-------- DATA FOR THIS TASK --------
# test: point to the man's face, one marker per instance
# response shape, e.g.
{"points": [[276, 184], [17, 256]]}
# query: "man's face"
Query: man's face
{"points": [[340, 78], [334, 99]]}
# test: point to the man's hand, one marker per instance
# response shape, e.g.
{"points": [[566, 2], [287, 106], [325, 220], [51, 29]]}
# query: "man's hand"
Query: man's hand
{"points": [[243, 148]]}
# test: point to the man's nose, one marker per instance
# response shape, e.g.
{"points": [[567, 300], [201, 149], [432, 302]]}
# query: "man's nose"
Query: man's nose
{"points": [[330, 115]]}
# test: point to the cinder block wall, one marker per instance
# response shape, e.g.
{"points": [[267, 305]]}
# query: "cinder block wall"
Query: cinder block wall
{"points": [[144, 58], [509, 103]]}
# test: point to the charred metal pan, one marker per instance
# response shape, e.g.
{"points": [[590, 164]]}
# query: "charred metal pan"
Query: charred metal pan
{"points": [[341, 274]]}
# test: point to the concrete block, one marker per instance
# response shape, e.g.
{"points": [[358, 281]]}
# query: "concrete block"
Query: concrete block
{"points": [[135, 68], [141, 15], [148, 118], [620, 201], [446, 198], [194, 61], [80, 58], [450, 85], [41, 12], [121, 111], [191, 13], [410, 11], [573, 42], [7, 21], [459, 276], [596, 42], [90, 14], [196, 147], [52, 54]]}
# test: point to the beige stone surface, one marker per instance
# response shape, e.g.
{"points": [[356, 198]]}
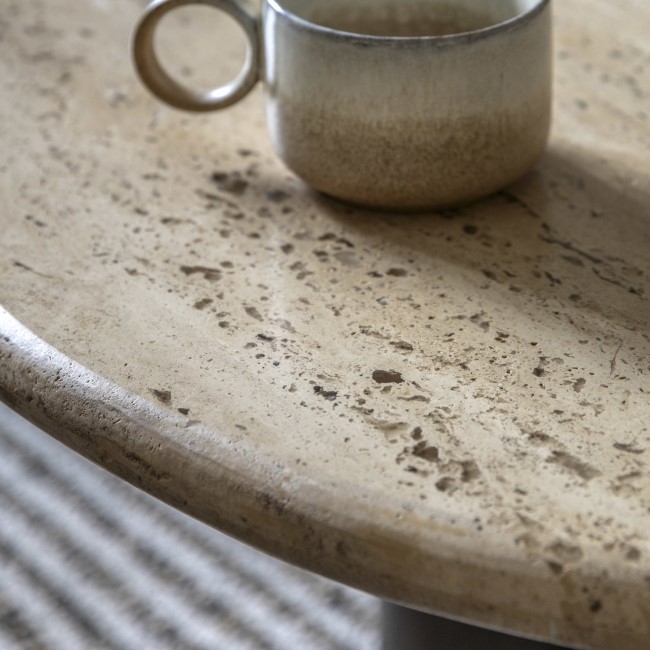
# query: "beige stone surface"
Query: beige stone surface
{"points": [[450, 410]]}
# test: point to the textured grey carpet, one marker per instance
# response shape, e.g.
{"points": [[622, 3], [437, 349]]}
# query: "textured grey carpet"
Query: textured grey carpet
{"points": [[89, 563]]}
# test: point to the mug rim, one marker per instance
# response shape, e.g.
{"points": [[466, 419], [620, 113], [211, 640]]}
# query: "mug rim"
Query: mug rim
{"points": [[460, 37]]}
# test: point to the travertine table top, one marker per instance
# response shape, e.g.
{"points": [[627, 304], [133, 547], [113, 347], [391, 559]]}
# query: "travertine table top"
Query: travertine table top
{"points": [[448, 410]]}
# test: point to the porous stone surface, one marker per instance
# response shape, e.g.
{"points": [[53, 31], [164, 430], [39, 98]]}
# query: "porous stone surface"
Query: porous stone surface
{"points": [[449, 410]]}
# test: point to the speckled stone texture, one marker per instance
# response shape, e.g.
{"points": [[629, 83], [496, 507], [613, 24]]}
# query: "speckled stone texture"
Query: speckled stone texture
{"points": [[449, 410]]}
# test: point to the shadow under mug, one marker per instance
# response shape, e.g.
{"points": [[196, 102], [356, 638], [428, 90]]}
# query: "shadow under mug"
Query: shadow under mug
{"points": [[398, 104]]}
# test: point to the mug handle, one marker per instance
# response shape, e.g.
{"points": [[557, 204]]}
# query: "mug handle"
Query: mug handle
{"points": [[154, 76]]}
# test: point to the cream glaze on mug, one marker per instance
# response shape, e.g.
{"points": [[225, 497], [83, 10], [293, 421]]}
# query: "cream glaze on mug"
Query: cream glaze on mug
{"points": [[409, 122], [396, 104]]}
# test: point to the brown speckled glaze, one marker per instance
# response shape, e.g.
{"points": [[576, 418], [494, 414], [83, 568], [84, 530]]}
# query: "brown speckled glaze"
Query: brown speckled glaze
{"points": [[386, 115], [447, 409], [408, 123]]}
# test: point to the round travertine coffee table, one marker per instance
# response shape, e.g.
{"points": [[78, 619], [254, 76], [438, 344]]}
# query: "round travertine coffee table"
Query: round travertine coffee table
{"points": [[450, 411]]}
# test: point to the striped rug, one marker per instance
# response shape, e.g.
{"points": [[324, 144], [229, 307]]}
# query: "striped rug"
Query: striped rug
{"points": [[89, 563]]}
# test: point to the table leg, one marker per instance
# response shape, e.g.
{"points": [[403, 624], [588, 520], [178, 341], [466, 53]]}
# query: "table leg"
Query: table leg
{"points": [[408, 629]]}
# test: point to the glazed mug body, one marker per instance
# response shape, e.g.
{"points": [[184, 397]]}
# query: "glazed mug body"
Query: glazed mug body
{"points": [[397, 104]]}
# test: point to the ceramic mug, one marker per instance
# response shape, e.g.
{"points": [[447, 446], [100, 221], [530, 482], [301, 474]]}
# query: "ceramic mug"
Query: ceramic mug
{"points": [[401, 104]]}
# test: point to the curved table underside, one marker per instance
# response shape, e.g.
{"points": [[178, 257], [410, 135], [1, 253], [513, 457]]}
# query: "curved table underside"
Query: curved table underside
{"points": [[449, 410]]}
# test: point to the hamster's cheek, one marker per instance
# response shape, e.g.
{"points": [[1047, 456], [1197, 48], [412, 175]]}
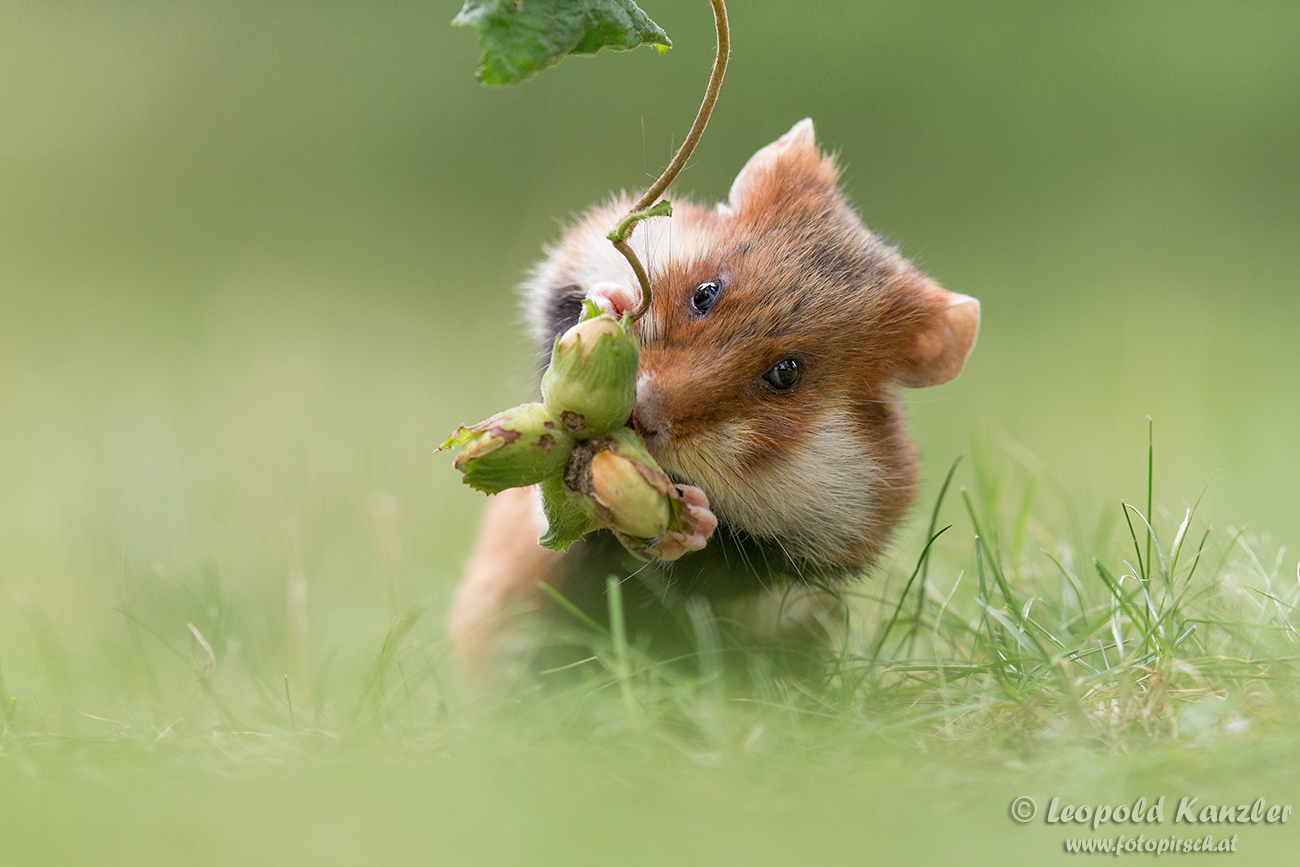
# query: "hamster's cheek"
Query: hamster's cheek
{"points": [[813, 494]]}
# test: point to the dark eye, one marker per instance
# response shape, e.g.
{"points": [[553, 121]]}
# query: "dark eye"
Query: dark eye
{"points": [[783, 375], [705, 297]]}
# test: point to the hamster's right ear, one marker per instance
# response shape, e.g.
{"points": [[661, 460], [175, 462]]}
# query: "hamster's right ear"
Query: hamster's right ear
{"points": [[783, 173], [939, 349]]}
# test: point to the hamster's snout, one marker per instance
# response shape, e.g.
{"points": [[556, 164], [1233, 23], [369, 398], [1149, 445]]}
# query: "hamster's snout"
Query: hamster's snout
{"points": [[649, 416]]}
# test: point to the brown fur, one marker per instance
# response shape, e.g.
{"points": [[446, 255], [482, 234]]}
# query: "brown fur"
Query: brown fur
{"points": [[824, 468]]}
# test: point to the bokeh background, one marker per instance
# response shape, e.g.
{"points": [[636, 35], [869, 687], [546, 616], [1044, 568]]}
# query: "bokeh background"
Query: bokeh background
{"points": [[256, 260]]}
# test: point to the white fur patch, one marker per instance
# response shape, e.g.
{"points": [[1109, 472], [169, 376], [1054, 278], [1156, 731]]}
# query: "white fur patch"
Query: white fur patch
{"points": [[815, 501], [585, 258]]}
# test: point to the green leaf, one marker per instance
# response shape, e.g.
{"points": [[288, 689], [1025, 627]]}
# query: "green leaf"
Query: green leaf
{"points": [[521, 38]]}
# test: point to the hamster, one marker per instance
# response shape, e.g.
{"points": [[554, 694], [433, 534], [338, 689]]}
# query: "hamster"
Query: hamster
{"points": [[772, 358]]}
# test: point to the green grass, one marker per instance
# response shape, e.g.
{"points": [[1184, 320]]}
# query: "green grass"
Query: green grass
{"points": [[256, 261], [1009, 647]]}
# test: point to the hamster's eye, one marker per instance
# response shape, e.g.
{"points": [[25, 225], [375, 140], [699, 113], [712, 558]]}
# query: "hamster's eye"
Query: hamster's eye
{"points": [[705, 297], [783, 375]]}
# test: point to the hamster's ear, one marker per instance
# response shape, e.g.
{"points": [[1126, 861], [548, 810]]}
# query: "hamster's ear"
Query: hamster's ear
{"points": [[939, 349], [789, 164]]}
--------
ABOUT THIS TASK :: Line by line, write out the records above exactly, skipping the pictures.

RESULT OF THE EXERCISE ::
# test: point to the man's face, one marker per instance
# response shape, e.g.
{"points": [[276, 184], [17, 256]]}
# query: "man's face"
Query: man's face
{"points": [[340, 78], [334, 99]]}
# test: point to the man's hand, one marker per instance
# response shape, e.g.
{"points": [[566, 2], [287, 106], [325, 220], [51, 29]]}
# query: "man's hand"
Query: man's hand
{"points": [[243, 148]]}
# test: point to the man's nose, one marker per instance
# response shape, e.g.
{"points": [[567, 300], [201, 149], [432, 302]]}
# query: "man's nose"
Query: man's nose
{"points": [[330, 115]]}
# test: point to the cinder block wall, one marker per instance
# response shape, e.g.
{"points": [[267, 305]]}
# query: "cinder block wall"
Query: cinder block wall
{"points": [[144, 58], [509, 103]]}
# test: point to the charred metal pan, one marker per instance
# response shape, e.g.
{"points": [[590, 164]]}
# query: "charred metal pan"
Query: charred metal pan
{"points": [[341, 274]]}
# test: point to the concrete block, one marker per instance
# response shape, e.g.
{"points": [[358, 281]]}
# query: "concrete block"
Query: concrete block
{"points": [[135, 68], [141, 15], [148, 118], [620, 201], [446, 198], [194, 61], [80, 58], [450, 85], [41, 12], [121, 111], [191, 13], [410, 11], [573, 42], [7, 21], [459, 276], [596, 42], [90, 14], [196, 147], [52, 54]]}
# test: point to the beige stone surface, one marker per instance
# response shape, e.g.
{"points": [[356, 198]]}
# query: "beige stone surface"
Query: beige stone surface
{"points": [[450, 410]]}
# test: point to the textured grey carpet, one marker per instance
# response shape, e.g.
{"points": [[622, 3], [437, 349]]}
# query: "textured grey carpet"
Query: textured grey carpet
{"points": [[89, 563]]}
# test: point to the mug rim, one marker per instance
# response shape, e.g.
{"points": [[466, 419], [620, 113], [211, 640]]}
# query: "mug rim"
Query: mug rim
{"points": [[460, 37]]}
# test: point to the travertine table top, one marker per instance
# response shape, e.g.
{"points": [[627, 304], [133, 547], [113, 347], [391, 559]]}
# query: "travertine table top"
Query: travertine table top
{"points": [[448, 410]]}
# test: point to the porous stone surface, one marker per instance
# response shape, e.g.
{"points": [[53, 31], [164, 430], [39, 98]]}
# query: "porous stone surface"
Query: porous stone surface
{"points": [[449, 410]]}
# test: point to the speckled stone texture, one marker per instance
# response shape, e.g.
{"points": [[629, 83], [496, 507], [613, 24]]}
# query: "speckled stone texture"
Query: speckled stone texture
{"points": [[449, 410]]}
# test: point to the shadow under mug, one marker per instance
# response shape, e.g.
{"points": [[196, 102], [356, 638], [428, 90]]}
# query: "shadow under mug"
Query: shadow under mug
{"points": [[398, 104]]}
# test: point to the mug handle, one marker per instance
# response shape, e.g.
{"points": [[557, 204]]}
# query: "mug handle"
Query: mug handle
{"points": [[154, 76]]}
# test: point to the cream glaze on mug, one marker per instance
# response shape, e.g.
{"points": [[225, 497], [83, 10], [293, 421]]}
# query: "cream glaze on mug"
Query: cream glaze on mug
{"points": [[409, 122], [396, 104]]}
# test: point to the brown speckled glaze, one marker per instance
# response shape, e.g.
{"points": [[576, 418], [494, 414], [83, 568], [84, 530]]}
# query: "brown speckled glaze"
Query: brown speckled glaze
{"points": [[386, 115], [447, 409], [408, 123]]}
# test: point to the round travertine coffee table, one marker per instance
# response shape, e.g.
{"points": [[78, 619], [254, 76], [438, 344]]}
# query: "round travertine coffee table"
Query: round travertine coffee table
{"points": [[450, 411]]}
# test: point to the striped rug, one marker per instance
# response shape, e.g.
{"points": [[324, 144], [229, 307]]}
# query: "striped rug"
Query: striped rug
{"points": [[89, 563]]}
# test: point to the table leg, one marker per instance
# response shape, e.g.
{"points": [[403, 624], [588, 520], [178, 341], [466, 53]]}
# query: "table leg"
Query: table leg
{"points": [[408, 629]]}
# test: point to the glazed mug body, one marker per instance
# response shape, e.g.
{"points": [[184, 397]]}
# query: "glazed mug body"
Query: glazed mug body
{"points": [[397, 104]]}
# test: point to the ceramic mug, one marker per instance
# response shape, e.g.
{"points": [[447, 446], [100, 221], [530, 482], [301, 474]]}
# query: "ceramic mug"
Query: ceramic mug
{"points": [[401, 104]]}
# test: point to the curved table underside, one marker per instance
# response shape, e.g.
{"points": [[178, 257], [410, 135], [1, 253], [513, 457]]}
# query: "curved table underside"
Query: curved table underside
{"points": [[449, 410]]}
# test: point to the hamster's cheek, one marker per instance
# response shape, e.g.
{"points": [[1047, 456], [1197, 48], [412, 175]]}
# query: "hamster's cheek"
Query: hamster's cheek
{"points": [[813, 494]]}
# test: point to the dark eye, one marker per instance
# response shape, e.g.
{"points": [[553, 121]]}
# query: "dark eye"
Query: dark eye
{"points": [[783, 375], [705, 297]]}
# test: point to the hamster's right ear, one marker per instance
# response shape, e.g.
{"points": [[661, 460], [175, 462]]}
# query: "hamster's right ear"
Query: hamster's right ear
{"points": [[783, 173], [939, 349]]}
# test: point to the hamster's snout, one marker per instance
# response shape, e.g.
{"points": [[556, 164], [1233, 23], [369, 398], [1149, 445]]}
# query: "hamster's snout"
Query: hamster's snout
{"points": [[649, 416]]}
# test: point to the brown fur, one marker per instance
# response shape, e.g.
{"points": [[446, 255], [482, 234]]}
# query: "brown fur"
Query: brown fur
{"points": [[824, 468]]}
# test: point to the bokeh background, one marker per instance
# response shape, e.g.
{"points": [[636, 35], [869, 687], [546, 616], [1044, 568]]}
# query: "bokeh background"
Query: bokeh background
{"points": [[256, 260]]}
# test: point to the white fur patch, one marker per instance
# response shape, e.g.
{"points": [[1109, 472], [169, 376], [1054, 278], [1156, 731]]}
# query: "white fur patch"
Query: white fur patch
{"points": [[815, 501], [585, 258]]}
# test: point to the green leaf, one marker per instance
# response shape, e.g.
{"points": [[288, 689], [1025, 627]]}
# query: "green leaf"
Query: green leaf
{"points": [[521, 38]]}
# test: point to the hamster, one marker per instance
# response shape, e.g.
{"points": [[554, 694], [433, 534], [338, 689]]}
# query: "hamster"
Query: hamster
{"points": [[772, 358]]}
# test: point to the green grass, one marker per instance
# response shape, e.g.
{"points": [[1184, 320]]}
# query: "green grass"
Query: green grass
{"points": [[256, 261], [1009, 647]]}
# test: point to the hamster's eye, one marker per instance
# response shape, e.g.
{"points": [[25, 225], [375, 140], [699, 113], [712, 558]]}
# query: "hamster's eye"
Query: hamster's eye
{"points": [[705, 297], [783, 375]]}
# test: point to the hamster's ear, one marker per instance
# response shape, e.g.
{"points": [[1126, 861], [548, 810]]}
# query: "hamster's ear"
Query: hamster's ear
{"points": [[939, 349], [789, 164]]}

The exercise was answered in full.